• _Tu tarea_: Por favor, ¿cuántos alumnos había por clase según el extracto sobre los años escolares?

Así pues, no he tenido más remedio que echar la vista atrás y hacer memoria de aquellos años escolares. Debo avisar de que aquí cada cual habla según le va en la feria, y que, en consecuencia, no pretendo que mi testimonio alcance rango de síntesis irrefutable. Únicamente trato de mantenerme fiel a lo que viví. Y es verdad que lo que viví coincide con una parte de lo que Bardem refiere. Pero al contrario de lo que sugieren sus declaraciones, al recordarlo no se aviva en mí ningún rescoldo de resentimiento ni siento supurar la herida de una experiencia traumática.
¿Clases superpobladas? Seguramente sí. Cuarenta alumnos por clase, niños y niñas mezclados, pero eso era lo habitual, no teníamos conciencia de que esa cifra supusiera un exceso de aforo que fuera a influir de manera calamitosa en la calidad de nuestra educación, porque de hecho no fue así. ¿Disciplina estricta? En mi opinión, la necesaria para que dado lo concurrido de las aulas hubiera un clima habitual de trabajo en el que nunca se imponían los alumnos díscolos y donde hasta los hijos de las familias más humildes tenían garantizada la posibilidad de recibir una formación en unas condiciones razonables. ¿Aprendizaje memorístico? En buena medida así fue, aunque no alcanzo a ver el problema. El ejercicio de la memoria nos dotó de la base de unos conocimientos que luego nos habían de servir para aplicarlos a la interpretación de las realidades del mundo. Quiero decir que el hábito de memorizar, además de aportarnos un bagaje cultural indispensable con el que sentirnos parte de una tradición, no nos convirtió en una caterva de zoquetes incapaces de razonar por nosotros mismos. De hecho, de aquellas aulas de la Transición —y estoy hablando de un colegio público— salieron profesionales excelentemente capacitados, personas íntegras, sensatas y responsables destinadas a cubrir todo el elenco de las necesidades sociales.

• _Entradas enumeradas_:
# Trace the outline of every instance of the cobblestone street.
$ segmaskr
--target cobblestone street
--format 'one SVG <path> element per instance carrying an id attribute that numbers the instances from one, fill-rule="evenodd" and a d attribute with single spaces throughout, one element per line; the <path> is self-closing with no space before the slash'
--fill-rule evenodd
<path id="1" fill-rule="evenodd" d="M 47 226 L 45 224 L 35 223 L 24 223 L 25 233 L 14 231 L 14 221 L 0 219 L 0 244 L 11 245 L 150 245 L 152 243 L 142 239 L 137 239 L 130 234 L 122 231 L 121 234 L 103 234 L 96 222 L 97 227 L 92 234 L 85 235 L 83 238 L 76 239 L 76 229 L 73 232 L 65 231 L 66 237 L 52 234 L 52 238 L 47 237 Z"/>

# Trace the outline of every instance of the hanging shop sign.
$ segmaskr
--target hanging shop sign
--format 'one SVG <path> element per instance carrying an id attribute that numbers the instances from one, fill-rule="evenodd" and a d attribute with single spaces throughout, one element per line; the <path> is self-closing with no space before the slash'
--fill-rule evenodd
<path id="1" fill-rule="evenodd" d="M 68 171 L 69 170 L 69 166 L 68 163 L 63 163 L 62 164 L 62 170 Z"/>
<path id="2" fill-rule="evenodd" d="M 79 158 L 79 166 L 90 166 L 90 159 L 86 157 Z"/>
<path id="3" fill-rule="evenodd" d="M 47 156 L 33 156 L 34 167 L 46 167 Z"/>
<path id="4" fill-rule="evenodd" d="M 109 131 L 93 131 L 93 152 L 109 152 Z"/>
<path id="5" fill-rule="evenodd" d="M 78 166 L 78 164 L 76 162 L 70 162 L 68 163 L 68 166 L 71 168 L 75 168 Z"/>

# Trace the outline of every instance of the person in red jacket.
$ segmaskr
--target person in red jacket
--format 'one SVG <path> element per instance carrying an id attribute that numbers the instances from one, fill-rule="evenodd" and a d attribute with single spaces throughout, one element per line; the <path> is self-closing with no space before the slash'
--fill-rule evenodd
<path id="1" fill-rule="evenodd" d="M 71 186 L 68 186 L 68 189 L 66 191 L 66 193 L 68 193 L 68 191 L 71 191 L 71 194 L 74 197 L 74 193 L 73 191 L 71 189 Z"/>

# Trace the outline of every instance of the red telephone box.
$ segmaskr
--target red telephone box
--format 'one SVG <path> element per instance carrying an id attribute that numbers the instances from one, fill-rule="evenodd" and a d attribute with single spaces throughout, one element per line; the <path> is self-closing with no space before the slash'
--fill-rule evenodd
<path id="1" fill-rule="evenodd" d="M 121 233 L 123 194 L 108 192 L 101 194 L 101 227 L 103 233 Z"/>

• _Tarea resuelta_: Cuarenta alumnos por clase, con niños y niñas mezclados.